Report each line of the records below that contains the word "yellow", copying every such line in full. Case counts, so a line that only has the word with different capitalization doesn't match.

BEGIN Record list

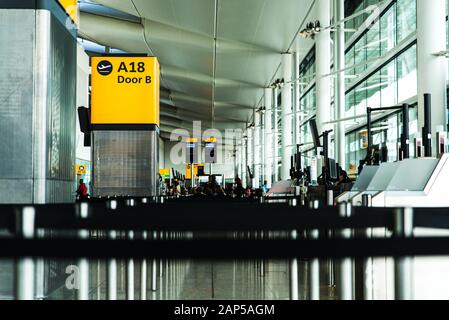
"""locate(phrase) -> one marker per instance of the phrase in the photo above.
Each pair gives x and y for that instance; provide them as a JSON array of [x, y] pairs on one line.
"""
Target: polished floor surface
[[190, 280]]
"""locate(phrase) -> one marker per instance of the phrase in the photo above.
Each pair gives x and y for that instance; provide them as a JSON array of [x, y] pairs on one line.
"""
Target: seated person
[[343, 178]]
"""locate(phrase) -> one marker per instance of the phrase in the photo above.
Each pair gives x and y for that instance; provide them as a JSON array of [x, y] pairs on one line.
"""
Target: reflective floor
[[188, 280]]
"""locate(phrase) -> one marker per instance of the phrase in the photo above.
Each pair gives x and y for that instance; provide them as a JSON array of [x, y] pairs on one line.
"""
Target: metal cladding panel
[[125, 163], [61, 114], [37, 107], [17, 33]]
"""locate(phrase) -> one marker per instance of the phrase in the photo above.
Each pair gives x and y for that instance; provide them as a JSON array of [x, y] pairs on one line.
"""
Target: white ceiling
[[251, 35]]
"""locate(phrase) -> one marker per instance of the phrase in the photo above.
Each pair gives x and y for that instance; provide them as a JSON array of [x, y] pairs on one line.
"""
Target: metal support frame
[[314, 266], [83, 264], [24, 274], [345, 288], [403, 266], [111, 270], [405, 136]]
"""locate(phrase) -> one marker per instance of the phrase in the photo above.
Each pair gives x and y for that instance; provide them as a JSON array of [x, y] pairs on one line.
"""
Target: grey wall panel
[[37, 107], [125, 163], [16, 191], [17, 34], [61, 122]]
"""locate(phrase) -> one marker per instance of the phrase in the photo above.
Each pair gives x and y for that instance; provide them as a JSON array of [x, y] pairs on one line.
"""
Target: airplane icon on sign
[[104, 68]]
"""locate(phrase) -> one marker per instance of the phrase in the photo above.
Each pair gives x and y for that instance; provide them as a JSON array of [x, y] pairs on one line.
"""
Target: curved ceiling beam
[[178, 73], [98, 28]]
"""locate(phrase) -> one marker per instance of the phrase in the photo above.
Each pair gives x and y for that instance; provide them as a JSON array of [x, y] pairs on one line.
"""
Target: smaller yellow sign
[[81, 169], [210, 140], [165, 172], [71, 7]]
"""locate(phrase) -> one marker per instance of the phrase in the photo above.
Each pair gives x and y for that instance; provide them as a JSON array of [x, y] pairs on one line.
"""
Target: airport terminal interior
[[224, 150]]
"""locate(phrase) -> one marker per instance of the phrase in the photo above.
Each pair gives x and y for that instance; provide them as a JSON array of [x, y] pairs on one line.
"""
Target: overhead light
[[312, 28]]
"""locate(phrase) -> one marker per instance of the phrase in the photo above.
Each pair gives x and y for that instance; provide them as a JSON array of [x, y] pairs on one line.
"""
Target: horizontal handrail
[[223, 249], [214, 217]]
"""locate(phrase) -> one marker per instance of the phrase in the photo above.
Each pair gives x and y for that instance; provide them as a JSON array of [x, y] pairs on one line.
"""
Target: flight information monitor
[[191, 152], [211, 152]]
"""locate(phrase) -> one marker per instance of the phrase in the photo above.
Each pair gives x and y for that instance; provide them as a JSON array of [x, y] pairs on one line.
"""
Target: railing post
[[330, 234], [154, 269], [83, 264], [314, 270], [345, 287], [294, 285], [24, 275], [143, 273], [403, 266], [367, 201], [112, 263]]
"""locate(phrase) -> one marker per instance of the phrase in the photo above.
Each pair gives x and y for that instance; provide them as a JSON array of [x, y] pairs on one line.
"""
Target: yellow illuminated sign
[[81, 169], [125, 90], [165, 172], [71, 7], [195, 170], [210, 140]]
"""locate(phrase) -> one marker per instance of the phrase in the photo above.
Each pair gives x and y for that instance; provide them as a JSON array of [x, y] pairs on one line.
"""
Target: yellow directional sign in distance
[[71, 7], [125, 90]]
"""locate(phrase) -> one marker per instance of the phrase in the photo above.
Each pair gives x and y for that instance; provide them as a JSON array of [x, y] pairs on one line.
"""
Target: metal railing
[[155, 232]]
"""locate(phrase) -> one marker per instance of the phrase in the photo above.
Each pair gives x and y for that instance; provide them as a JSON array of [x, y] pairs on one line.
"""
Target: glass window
[[373, 42], [360, 99], [388, 31], [388, 85], [406, 24], [407, 75], [373, 91]]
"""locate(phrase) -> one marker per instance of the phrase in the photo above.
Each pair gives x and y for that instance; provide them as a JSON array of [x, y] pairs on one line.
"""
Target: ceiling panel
[[191, 15]]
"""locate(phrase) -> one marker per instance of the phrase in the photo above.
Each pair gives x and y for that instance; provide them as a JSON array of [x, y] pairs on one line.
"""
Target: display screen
[[191, 152], [211, 154]]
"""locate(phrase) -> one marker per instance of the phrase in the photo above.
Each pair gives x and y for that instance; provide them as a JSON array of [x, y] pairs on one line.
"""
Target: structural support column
[[250, 156], [323, 65], [275, 135], [257, 146], [432, 69], [287, 137], [340, 95], [268, 136]]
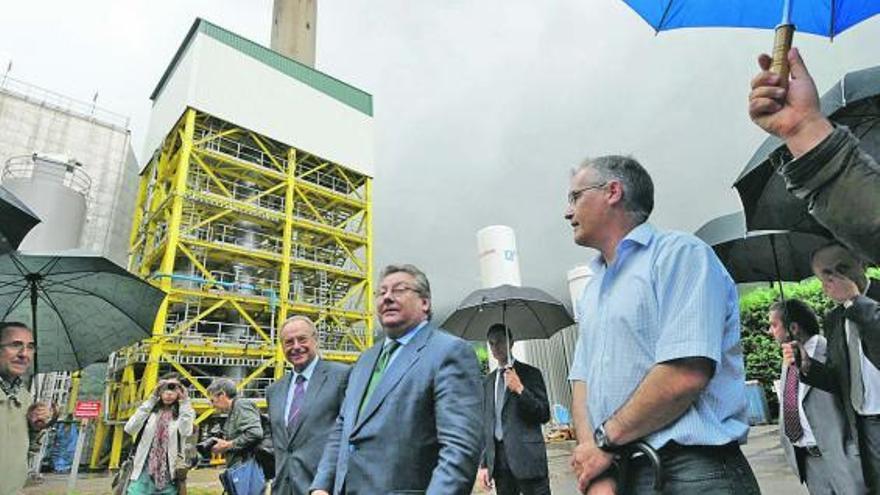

END Record list

## Exercise solution
Target: smaller yellow sign
Target: yellow illuminated sign
Target: yellow directional sign in distance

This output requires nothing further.